Transcribe the project summary below on soil ecological knowledge for CRP lands in full, word for word, with every line in its original order.

[Given passage Boundary: Start]

Incorporating Soil Ecological Knowledge into Management of CRP Lands

Project Overview

GNC13-165
Project Type: Graduate Student
Funds awarded in 2013: $10,000.00
Projected End Date: 12/31/2016
Grant Recipient: University of Nebraska, Lincoln
Region: North Central
State: Nebraska
Graduate Student:
Faculty Advisor:
Dr. Craig Allen
University of Nebraska, Lincoln

Annual Reports

Commodities

Not commodity specific

Practices

  • Crop Production: nutrient cycling
  • Education and Training: focus group, participatory research
  • Farm Business Management: budgets/cost and returns, whole farm planning
  • Natural Resources/Environment: carbon sequestration, habitat enhancement, soil stabilization, wildlife
  • Production Systems: agroecosystems, holistic management
  • Soil Management: nutrient mineralization, organic matter, soil analysis, soil chemistry, soil microbiology, soil physics, soil quality/health
  • Sustainable Communities: local and regional food systems, social capital

    Proposal abstract:

    The Conservation Reserve Program (CRP) takes vulnerable land out of agricultural production to protect and improve soil health. However, the recent addition of a mid-contract management (MCM) requirement to CRP contracts expanded the CRP’s focus towards bird habitat provisioning.  How MCM strategies of disk plowing, burning, selective planting and herbicidal application differently impact soil health, however, remains largely unknown. By working with private landowners (including ranchers and farmers) and managers in the Niobrara Valley, we aim to indentify and quantify physical, chemical and biological properties of soil health and their response to different MCM strategies on CRP land. This work dovetails with bird, plant and insect research underway, enabling us to elucidate a more holistic consideration of the impacts of different MCM strategies. This new and expanded understanding will 1. support private landowners as they work to meet both contractual and their own post-CRP management goals, and 2. establish relevant, quantifiable methods to track soil health on CRP land once our own investigation ends.

[Given passage Boundary: End]
[Given data Boundary: Start]

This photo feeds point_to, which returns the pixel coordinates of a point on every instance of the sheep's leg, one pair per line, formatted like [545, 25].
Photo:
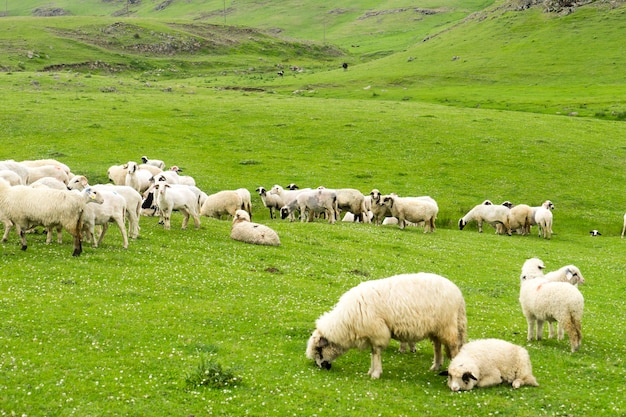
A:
[438, 356]
[376, 368]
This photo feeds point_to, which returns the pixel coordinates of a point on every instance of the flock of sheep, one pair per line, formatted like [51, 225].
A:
[413, 307]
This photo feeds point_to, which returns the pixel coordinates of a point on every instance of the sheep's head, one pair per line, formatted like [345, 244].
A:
[323, 351]
[461, 377]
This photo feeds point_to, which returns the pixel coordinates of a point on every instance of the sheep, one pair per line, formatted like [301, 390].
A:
[543, 219]
[132, 197]
[245, 231]
[379, 211]
[413, 209]
[544, 299]
[407, 307]
[171, 197]
[488, 213]
[26, 206]
[312, 202]
[137, 178]
[154, 162]
[246, 200]
[271, 201]
[222, 203]
[112, 209]
[488, 362]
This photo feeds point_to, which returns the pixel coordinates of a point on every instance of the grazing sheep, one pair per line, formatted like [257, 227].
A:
[312, 202]
[379, 210]
[154, 162]
[408, 308]
[544, 299]
[137, 178]
[258, 234]
[488, 362]
[271, 201]
[222, 203]
[26, 206]
[171, 197]
[112, 210]
[414, 210]
[488, 213]
[132, 197]
[543, 219]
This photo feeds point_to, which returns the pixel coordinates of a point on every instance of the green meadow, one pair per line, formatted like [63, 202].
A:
[190, 322]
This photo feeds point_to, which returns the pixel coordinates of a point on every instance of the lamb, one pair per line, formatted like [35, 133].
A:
[488, 362]
[488, 213]
[271, 201]
[171, 197]
[413, 209]
[379, 210]
[543, 299]
[154, 162]
[258, 234]
[408, 308]
[222, 203]
[312, 202]
[132, 197]
[112, 209]
[26, 206]
[543, 219]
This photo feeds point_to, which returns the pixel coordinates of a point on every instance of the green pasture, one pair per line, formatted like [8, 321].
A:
[119, 332]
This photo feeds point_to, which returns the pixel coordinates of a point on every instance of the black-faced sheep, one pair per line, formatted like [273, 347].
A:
[552, 297]
[414, 210]
[488, 362]
[26, 207]
[408, 308]
[488, 213]
[245, 231]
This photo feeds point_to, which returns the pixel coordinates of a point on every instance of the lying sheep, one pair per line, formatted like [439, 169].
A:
[408, 308]
[488, 362]
[154, 162]
[26, 206]
[310, 203]
[222, 203]
[379, 210]
[111, 210]
[488, 213]
[271, 201]
[258, 234]
[414, 210]
[543, 299]
[170, 197]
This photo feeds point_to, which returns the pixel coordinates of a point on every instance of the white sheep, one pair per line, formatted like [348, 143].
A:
[414, 210]
[544, 299]
[488, 362]
[312, 202]
[271, 201]
[26, 206]
[179, 197]
[137, 178]
[111, 210]
[154, 162]
[543, 219]
[222, 203]
[488, 213]
[132, 197]
[408, 308]
[246, 231]
[379, 210]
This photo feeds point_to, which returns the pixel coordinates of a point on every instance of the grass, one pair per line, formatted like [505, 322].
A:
[134, 332]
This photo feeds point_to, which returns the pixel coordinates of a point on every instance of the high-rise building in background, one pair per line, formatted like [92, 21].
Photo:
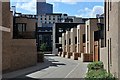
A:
[43, 7]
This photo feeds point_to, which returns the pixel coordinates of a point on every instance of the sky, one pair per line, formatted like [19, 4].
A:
[79, 8]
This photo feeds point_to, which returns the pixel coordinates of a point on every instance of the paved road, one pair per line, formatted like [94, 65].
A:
[54, 67]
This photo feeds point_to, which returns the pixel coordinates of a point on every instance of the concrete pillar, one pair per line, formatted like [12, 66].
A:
[73, 34]
[80, 32]
[67, 41]
[87, 33]
[64, 44]
[54, 49]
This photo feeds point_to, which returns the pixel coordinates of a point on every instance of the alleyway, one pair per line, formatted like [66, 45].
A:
[53, 67]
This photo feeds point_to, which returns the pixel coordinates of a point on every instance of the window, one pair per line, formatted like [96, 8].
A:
[53, 18]
[87, 32]
[83, 38]
[75, 40]
[65, 42]
[21, 27]
[49, 17]
[110, 54]
[69, 41]
[110, 4]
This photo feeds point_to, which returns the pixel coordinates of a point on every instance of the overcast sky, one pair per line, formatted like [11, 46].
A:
[82, 8]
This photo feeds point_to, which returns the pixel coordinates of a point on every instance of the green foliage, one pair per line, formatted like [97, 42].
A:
[43, 47]
[97, 72]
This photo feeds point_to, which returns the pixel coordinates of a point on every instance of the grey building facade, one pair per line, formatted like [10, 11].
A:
[43, 7]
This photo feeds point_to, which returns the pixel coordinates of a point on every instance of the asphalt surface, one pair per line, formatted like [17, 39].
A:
[53, 67]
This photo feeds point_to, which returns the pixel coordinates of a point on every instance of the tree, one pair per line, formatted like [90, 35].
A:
[43, 47]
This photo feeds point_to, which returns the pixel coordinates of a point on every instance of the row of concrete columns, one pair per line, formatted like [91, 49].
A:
[73, 44]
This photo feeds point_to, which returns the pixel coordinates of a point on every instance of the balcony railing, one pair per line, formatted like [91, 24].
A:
[26, 35]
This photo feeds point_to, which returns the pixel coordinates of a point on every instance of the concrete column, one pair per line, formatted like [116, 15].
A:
[67, 41]
[63, 42]
[87, 33]
[54, 49]
[72, 36]
[80, 32]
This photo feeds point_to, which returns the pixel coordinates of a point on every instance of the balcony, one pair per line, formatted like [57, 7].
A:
[26, 35]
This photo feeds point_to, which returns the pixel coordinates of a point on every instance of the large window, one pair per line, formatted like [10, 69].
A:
[21, 27]
[75, 40]
[69, 41]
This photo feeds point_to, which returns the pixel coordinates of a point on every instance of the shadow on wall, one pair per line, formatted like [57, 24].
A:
[48, 62]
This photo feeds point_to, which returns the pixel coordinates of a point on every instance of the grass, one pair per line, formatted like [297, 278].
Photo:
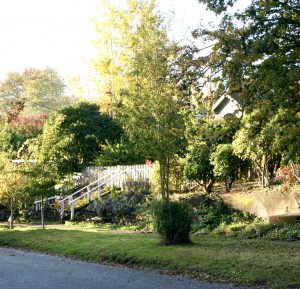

[Given data Boundary: End]

**Solution to the exercise:**
Incorporating Soil Ecological Knowledge into Management of CRP Lands

Project Overview

GNC13-165
Project Type: Graduate Student
Funds awarded in 2013: $10,000.00
Projected End Date: 12/31/2016
Grant Recipient: University of Nebraska, Lincoln
Region: North Central
State: Nebraska
Graduate Student:
Faculty Advisor:
Dr. Craig Allen
University of Nebraska, Lincoln

Annual Reports

Commodities

Not commodity specific

Practices

  • Crop Production: nutrient cycling
  • Education and Training: focus group, participatory research
  • Farm Business Management: budgets/cost and returns, whole farm planning
  • Natural Resources/Environment: carbon sequestration, habitat enhancement, soil stabilization, wildlife
  • Production Systems: agroecosystems, holistic management
  • Soil Management: nutrient mineralization, organic matter, soil analysis, soil chemistry, soil microbiology, soil physics, soil quality/health
  • Sustainable Communities: local and regional food systems, social capital

    Proposal abstract:

    The Conservation Reserve Program (CRP) takes vulnerable land out of agricultural production to protect and improve soil health. However, the recent addition of a mid-contract management (MCM) requirement to CRP contracts expanded the CRP’s focus towards bird habitat provisioning.  How MCM strategies of disk plowing, burning, selective planting and herbicidal application differently impact soil health, however, remains largely unknown. By working with private landowners (including ranchers and farmers) and managers in the Niobrara Valley, we aim to indentify and quantify physical, chemical and biological properties of soil health and their response to different MCM strategies on CRP land. This work dovetails with bird, plant and insect research underway, enabling us to elucidate a more holistic consideration of the impacts of different MCM strategies. This new and expanded understanding will 1. support private landowners as they work to meet both contractual and their own post-CRP management goals, and 2. establish relevant, quantifiable methods to track soil health on CRP land once our own investigation ends.